* Problem requirements *
Take the data below and repeat it exactly.

* Dataset *
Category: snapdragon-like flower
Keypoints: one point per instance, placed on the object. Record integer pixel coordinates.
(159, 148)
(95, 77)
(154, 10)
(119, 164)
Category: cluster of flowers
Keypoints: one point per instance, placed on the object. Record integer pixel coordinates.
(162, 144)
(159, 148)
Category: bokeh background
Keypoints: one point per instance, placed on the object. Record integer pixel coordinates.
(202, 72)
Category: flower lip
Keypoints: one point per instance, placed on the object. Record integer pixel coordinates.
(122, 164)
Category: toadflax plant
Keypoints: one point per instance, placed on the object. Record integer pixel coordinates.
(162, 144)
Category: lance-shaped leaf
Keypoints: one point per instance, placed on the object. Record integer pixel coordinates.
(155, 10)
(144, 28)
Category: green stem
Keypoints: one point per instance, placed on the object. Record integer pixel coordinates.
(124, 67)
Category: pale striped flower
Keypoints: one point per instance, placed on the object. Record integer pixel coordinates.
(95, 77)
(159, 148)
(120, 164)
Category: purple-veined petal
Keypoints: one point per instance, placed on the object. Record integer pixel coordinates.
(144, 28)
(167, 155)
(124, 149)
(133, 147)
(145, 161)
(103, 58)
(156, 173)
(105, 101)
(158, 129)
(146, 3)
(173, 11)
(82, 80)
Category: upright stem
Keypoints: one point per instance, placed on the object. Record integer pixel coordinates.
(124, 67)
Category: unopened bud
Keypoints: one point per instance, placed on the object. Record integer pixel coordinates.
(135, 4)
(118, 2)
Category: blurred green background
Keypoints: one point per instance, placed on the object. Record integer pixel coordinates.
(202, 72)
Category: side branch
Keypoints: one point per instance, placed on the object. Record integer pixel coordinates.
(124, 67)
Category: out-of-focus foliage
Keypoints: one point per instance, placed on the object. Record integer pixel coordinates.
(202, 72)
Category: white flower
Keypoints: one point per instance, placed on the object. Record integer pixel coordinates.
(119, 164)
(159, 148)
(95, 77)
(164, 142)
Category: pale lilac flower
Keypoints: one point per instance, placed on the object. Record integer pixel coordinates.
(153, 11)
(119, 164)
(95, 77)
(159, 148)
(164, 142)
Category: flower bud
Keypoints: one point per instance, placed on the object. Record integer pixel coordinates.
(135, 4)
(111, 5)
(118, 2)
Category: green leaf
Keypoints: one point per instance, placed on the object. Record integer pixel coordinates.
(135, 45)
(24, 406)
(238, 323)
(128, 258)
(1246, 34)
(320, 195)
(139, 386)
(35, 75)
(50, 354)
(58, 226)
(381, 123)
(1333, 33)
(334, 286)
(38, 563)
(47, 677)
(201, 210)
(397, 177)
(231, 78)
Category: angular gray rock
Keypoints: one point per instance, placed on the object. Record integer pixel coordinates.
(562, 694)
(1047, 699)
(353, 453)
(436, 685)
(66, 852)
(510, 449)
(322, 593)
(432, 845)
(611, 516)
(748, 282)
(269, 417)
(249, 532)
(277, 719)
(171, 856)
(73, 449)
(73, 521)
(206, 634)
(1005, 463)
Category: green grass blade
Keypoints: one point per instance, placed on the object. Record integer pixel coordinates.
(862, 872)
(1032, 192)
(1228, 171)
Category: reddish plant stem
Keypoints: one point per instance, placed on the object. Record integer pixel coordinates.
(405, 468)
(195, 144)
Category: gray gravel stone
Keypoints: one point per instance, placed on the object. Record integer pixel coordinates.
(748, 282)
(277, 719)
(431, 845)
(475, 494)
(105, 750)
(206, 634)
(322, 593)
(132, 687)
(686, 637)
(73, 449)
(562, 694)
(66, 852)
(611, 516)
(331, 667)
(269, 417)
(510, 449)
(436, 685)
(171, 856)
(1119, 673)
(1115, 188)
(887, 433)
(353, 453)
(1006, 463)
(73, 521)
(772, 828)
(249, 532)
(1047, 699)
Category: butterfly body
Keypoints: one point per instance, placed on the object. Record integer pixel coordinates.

* Problem solution *
Category: snapdragon-like flower
Keypoints: one point per instance, placed on the object. Record integer pixel coordinates.
(159, 148)
(95, 77)
(154, 10)
(119, 164)
Category: cluster of flowers
Keypoints: one point per instance, placed on the object. Record integer pixel coordinates.
(162, 144)
(159, 148)
Category: bokeh background
Keypoints: one point per instance, placed on the object. Record integer pixel coordinates.
(202, 72)
Category: flower lip
Keypoints: one point per instance, placed on the object. Record integer pixel coordinates.
(122, 164)
Category: toadflax plant
Keypoints: one point per instance, placed on the object. Record integer pixel coordinates.
(162, 144)
Category: lance-shaped leaf
Keypoints: one point per instance, placed on the object. Record integer pixel coordinates.
(155, 10)
(144, 28)
Category: green stem
Keypoints: one point per instance, placed on the object. Record integer pixel coordinates.
(124, 67)
Category: pale striped flower
Keypoints: one point per instance, placed on the object. Record integer pixel coordinates.
(95, 77)
(159, 148)
(120, 164)
Category: purple-veined petal
Keypoints: one point per instance, placed on the object. Record integer pixel coordinates.
(144, 28)
(167, 155)
(124, 149)
(133, 147)
(145, 161)
(103, 58)
(156, 173)
(105, 101)
(158, 129)
(146, 3)
(173, 11)
(82, 80)
Category: upright stem
Keypoints: one point per instance, placed on the object. Record integer pixel coordinates.
(124, 67)
Category: unopened bud
Keypoints: one point per instance, placed on the object. Record integer pixel coordinates.
(135, 4)
(118, 2)
Category: blurred green background
Keypoints: one point per instance, placed on the object. Record integer pixel coordinates.
(202, 72)
Category: side branch
Keypoints: one point per instance, placed on the object. Record integer pixel coordinates.
(124, 67)
Category: out-of-focus foliage
Keypoints: one point per instance, placed on the object. Record integer pixel coordinates.
(202, 72)
Category: white flower
Keypoints: one point per instance, placed on the object. Record integer pixel coordinates.
(119, 164)
(159, 148)
(95, 77)
(164, 142)
Category: pale lilac flower
Keypoints: one point per instance, placed on the object. Record integer pixel coordinates.
(153, 11)
(119, 164)
(95, 77)
(159, 148)
(164, 142)
Category: flower bud
Keypoints: one point per instance, placed on the object. Record integer pixel coordinates.
(135, 4)
(111, 5)
(118, 2)
Category: green leaf
Keypoints: one point per instance, placed on the object. Record integer pixel coordinates.
(135, 45)
(24, 406)
(238, 323)
(128, 258)
(1246, 34)
(320, 195)
(139, 386)
(35, 75)
(50, 354)
(58, 226)
(381, 123)
(1333, 33)
(334, 286)
(38, 563)
(47, 677)
(201, 210)
(397, 177)
(231, 78)
Category: angular gray rock
Keypoints: one point per instance, placed on the object. Record integer pixel coordinates.
(562, 694)
(1047, 699)
(353, 453)
(436, 685)
(66, 852)
(510, 449)
(322, 593)
(432, 845)
(611, 516)
(748, 282)
(269, 417)
(249, 532)
(277, 719)
(171, 856)
(73, 449)
(73, 521)
(206, 634)
(1005, 463)
Category: green grass blade
Keypoints: one point per instance, placed on the object. Record integer pixel coordinates.
(862, 872)
(1032, 192)
(1228, 171)
Category: reddish plant stem
Keypoints: one point per instance, placed on the object. Record integer pixel coordinates.
(405, 468)
(195, 144)
Category: gray gravel stone
Keypoints: one point per instance, placed on the object. Record integer pixel coordinates.
(748, 282)
(277, 719)
(431, 845)
(475, 494)
(105, 750)
(206, 634)
(322, 593)
(132, 687)
(686, 637)
(73, 449)
(562, 694)
(66, 852)
(611, 516)
(331, 667)
(269, 417)
(510, 449)
(436, 685)
(171, 856)
(1119, 673)
(1115, 188)
(887, 433)
(353, 453)
(1006, 463)
(73, 521)
(772, 828)
(249, 532)
(1047, 699)
Category: butterfly body
Keypoints: one point per instance, placed on the object. Record integer pixel coordinates.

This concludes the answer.